**Image-grounded pointing data:**

• • • • •

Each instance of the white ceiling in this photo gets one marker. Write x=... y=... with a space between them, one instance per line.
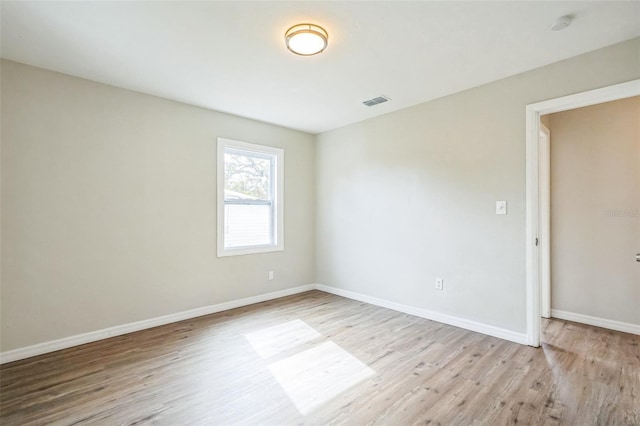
x=231 y=57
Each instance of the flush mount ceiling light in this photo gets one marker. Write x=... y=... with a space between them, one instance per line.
x=306 y=39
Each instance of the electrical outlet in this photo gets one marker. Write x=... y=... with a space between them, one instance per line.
x=501 y=207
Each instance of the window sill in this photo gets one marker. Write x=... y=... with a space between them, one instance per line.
x=240 y=251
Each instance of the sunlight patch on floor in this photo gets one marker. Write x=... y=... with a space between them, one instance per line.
x=282 y=337
x=315 y=376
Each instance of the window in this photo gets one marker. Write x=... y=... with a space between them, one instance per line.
x=250 y=187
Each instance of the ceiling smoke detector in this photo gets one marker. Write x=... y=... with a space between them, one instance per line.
x=375 y=101
x=561 y=23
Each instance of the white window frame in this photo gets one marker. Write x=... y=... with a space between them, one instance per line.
x=277 y=183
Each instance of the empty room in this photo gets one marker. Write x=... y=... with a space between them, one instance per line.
x=320 y=212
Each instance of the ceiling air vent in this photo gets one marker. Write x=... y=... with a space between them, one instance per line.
x=376 y=101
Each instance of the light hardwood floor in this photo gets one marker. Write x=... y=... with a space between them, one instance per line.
x=316 y=358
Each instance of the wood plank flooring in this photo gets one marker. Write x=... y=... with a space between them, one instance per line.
x=316 y=358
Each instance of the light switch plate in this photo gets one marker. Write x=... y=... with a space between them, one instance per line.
x=501 y=207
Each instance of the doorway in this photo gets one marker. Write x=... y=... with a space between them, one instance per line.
x=537 y=232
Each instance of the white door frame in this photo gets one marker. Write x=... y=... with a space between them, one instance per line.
x=544 y=192
x=533 y=216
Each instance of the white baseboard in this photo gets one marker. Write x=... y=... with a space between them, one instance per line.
x=598 y=322
x=80 y=339
x=431 y=315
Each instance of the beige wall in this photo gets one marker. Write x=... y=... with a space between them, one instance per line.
x=109 y=208
x=410 y=196
x=595 y=209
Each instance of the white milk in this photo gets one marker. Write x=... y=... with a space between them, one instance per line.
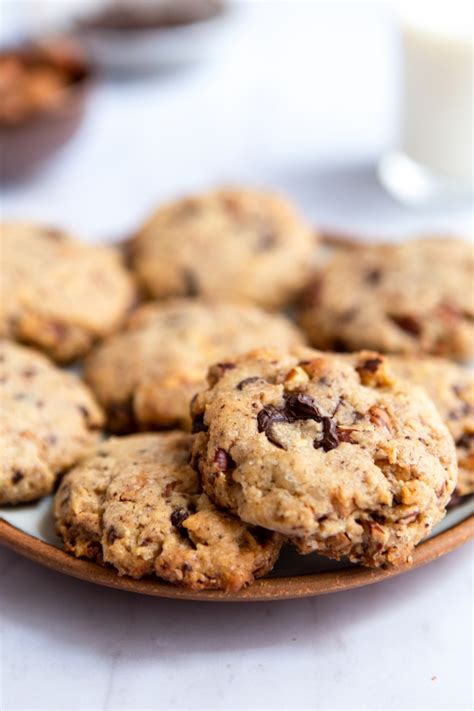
x=436 y=129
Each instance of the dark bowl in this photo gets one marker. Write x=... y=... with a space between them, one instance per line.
x=28 y=142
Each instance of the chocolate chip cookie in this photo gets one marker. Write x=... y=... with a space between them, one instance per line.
x=240 y=245
x=58 y=294
x=146 y=376
x=451 y=387
x=136 y=504
x=415 y=297
x=48 y=421
x=333 y=452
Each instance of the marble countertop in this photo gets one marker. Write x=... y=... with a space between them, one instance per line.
x=302 y=99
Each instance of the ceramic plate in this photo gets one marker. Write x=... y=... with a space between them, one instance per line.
x=29 y=531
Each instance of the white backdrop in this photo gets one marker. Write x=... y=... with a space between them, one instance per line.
x=301 y=97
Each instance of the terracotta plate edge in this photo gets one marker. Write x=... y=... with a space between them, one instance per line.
x=264 y=590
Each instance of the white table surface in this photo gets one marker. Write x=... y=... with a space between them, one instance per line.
x=300 y=98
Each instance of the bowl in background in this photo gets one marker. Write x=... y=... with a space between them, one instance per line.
x=139 y=37
x=43 y=95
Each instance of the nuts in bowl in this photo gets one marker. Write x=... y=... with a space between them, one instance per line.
x=43 y=91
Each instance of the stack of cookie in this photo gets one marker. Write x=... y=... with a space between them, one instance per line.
x=199 y=482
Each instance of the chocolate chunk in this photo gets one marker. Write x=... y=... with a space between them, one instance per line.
x=465 y=440
x=266 y=418
x=198 y=424
x=112 y=535
x=407 y=323
x=373 y=276
x=301 y=407
x=191 y=284
x=247 y=381
x=178 y=517
x=17 y=476
x=223 y=460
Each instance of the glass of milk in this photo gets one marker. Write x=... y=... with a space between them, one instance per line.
x=434 y=158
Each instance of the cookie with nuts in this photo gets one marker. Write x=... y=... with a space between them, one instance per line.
x=136 y=504
x=451 y=387
x=48 y=420
x=146 y=376
x=414 y=297
x=231 y=244
x=333 y=452
x=57 y=294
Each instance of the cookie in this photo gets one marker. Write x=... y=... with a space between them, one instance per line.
x=333 y=452
x=414 y=297
x=48 y=421
x=451 y=387
x=57 y=294
x=237 y=245
x=136 y=504
x=146 y=376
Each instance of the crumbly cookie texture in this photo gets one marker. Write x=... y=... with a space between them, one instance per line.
x=331 y=451
x=136 y=504
x=58 y=294
x=414 y=297
x=146 y=376
x=228 y=244
x=451 y=387
x=48 y=421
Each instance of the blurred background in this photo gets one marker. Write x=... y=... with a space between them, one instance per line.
x=299 y=96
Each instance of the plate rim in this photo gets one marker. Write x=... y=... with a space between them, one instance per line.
x=263 y=590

• • • • •

**WHAT YOU NEED TO DO:**
The copy you produce must hold all the records above exactly and none of their pictures.

**RESPONSE TO THIS EXERCISE:**
Each instance of the white ceiling in this photo gets one marker. Write x=... y=... with a space between them, one instance per line.
x=231 y=57
Each instance of the flush mount ceiling light in this photo gets one marker. Write x=... y=... with a space between them, one instance per line.
x=306 y=39
Each instance of the electrical outlet in this photo gets one marker. Write x=... y=... with a space between them, one instance per line.
x=501 y=207
Each instance of the window sill in this photo gets one marker. Write x=... y=... with a space between them, one instance per line.
x=240 y=251
Each instance of the sunlight patch on floor in this photo gets one marker. Write x=... y=... with a space between them, one instance per line.
x=282 y=337
x=315 y=376
Each instance of the window in this photo gets one marker. Write x=... y=... with a space between them, one instance per line.
x=250 y=187
Each instance of the ceiling smoke detector in this photo gets one marker. Write x=... y=... with a space between them, one instance per line.
x=375 y=101
x=561 y=23
Each instance of the white window frame in this photo gets one marker. Write x=... y=... with a space between them, one instance per line.
x=277 y=183
Each instance of the empty room in this photo gets one marker. Write x=... y=... with a space between them, one instance per line.
x=320 y=212
Each instance of the ceiling air vent in this photo gets one marker. Write x=... y=... with a space between them, one instance per line.
x=376 y=101
Each instance of the light hardwood floor in this photo gets one marker. Write x=... y=... with a space between them, one instance per line.
x=316 y=358
Each instance of the wood plank flooring in this photo gets one marker. Write x=... y=... with a space between them, one instance per line.
x=316 y=358
Each instance of the light switch plate in this photo gets one marker. Write x=... y=... with a space between them, one instance per line.
x=501 y=207
Each instance of the doorway in this photo gets one marker. Write x=... y=... with a space between them, one instance per line.
x=537 y=232
Each instance of the white door frame in this photo gets one marker. Write x=... y=... with a space between them, one instance per line.
x=544 y=192
x=533 y=216
Each instance of the white baseboard in this photo gets one marker. Write x=... y=... with a space between them, one instance per line.
x=598 y=322
x=80 y=339
x=431 y=315
Each instance of the beige wall in this photo gets one marker. Write x=... y=... with a space between them, one instance per line.
x=109 y=208
x=410 y=196
x=595 y=209
Each instance of the white milk in this photo gets one marker. Write x=... y=... with a space between them, one instance per line.
x=436 y=129
Each instance of the dark bowl in this photo gets one marker. Write x=... y=... with a space between them, one instance per line.
x=28 y=142
Each instance of the chocolate chip cookie in this photo gets one marker. Write x=... y=... with a space between them, one instance per line.
x=240 y=245
x=58 y=294
x=146 y=376
x=451 y=387
x=136 y=504
x=415 y=297
x=48 y=421
x=333 y=452
Each instance of the marble countertop in this photo gets one marker. Write x=... y=... with a space between them, one instance per line.
x=302 y=99
Each instance of the ceramic plate in this photo gets one marker. Write x=... y=... with a space between them, one instance per line.
x=29 y=531
Each instance of the white backdrop in this photo gets one marker. Write x=... y=... with a space between them, one instance per line.
x=301 y=97
Each instance of the terracotta plate edge in this photo gets one marker. Write x=... y=... with a space between them, one instance per line.
x=264 y=590
Each instance of the white table surface in this photo gets one marker. Write x=... y=... with a space between them, one instance per line.
x=300 y=98
Each instance of the bowl in background in this photo gets one marker. Write x=... y=... with a space between them, one instance per line.
x=139 y=37
x=43 y=95
Each instance of the nuts in bowl in this photo gets one marker. Write x=... y=... with a space between them, one instance per line.
x=43 y=91
Each instance of the stack of cookie in this photo gets one marker. Write x=... y=... with a space between them, one instance per line.
x=199 y=482
Each instance of the chocolate chunk in this photo gets one marker. Write x=... y=... with a space between them, one instance per line.
x=465 y=440
x=266 y=418
x=198 y=424
x=112 y=535
x=407 y=323
x=373 y=276
x=301 y=407
x=191 y=284
x=247 y=381
x=178 y=517
x=17 y=476
x=223 y=460
Each instance of the glass of milk in this photo gets one marker. Write x=... y=... with a space between them, one instance per line.
x=434 y=158
Each instance of the cookie with nuts in this photo gets one marker. Write x=... y=... with a space between them, one instance per line.
x=136 y=504
x=451 y=387
x=48 y=420
x=146 y=376
x=414 y=297
x=231 y=244
x=333 y=452
x=57 y=294
Each instance of the cookie in this photo gets one marker. Write x=... y=... with a space between them, one instance per line.
x=333 y=452
x=414 y=297
x=48 y=421
x=451 y=387
x=57 y=294
x=237 y=245
x=136 y=504
x=146 y=376
Each instance of the crumbly cookie texture in this photo gets one marker. Write x=... y=... with a space between them, one instance per line.
x=331 y=451
x=136 y=504
x=58 y=294
x=414 y=297
x=146 y=376
x=228 y=244
x=451 y=387
x=48 y=421
Each instance of the blurred background in this photo gets one marker. Write x=... y=... with a space between them, one instance per line.
x=299 y=96
Each instance of the plate rim in this photo gets one marker. Write x=... y=... with a space between them, one instance per line.
x=263 y=590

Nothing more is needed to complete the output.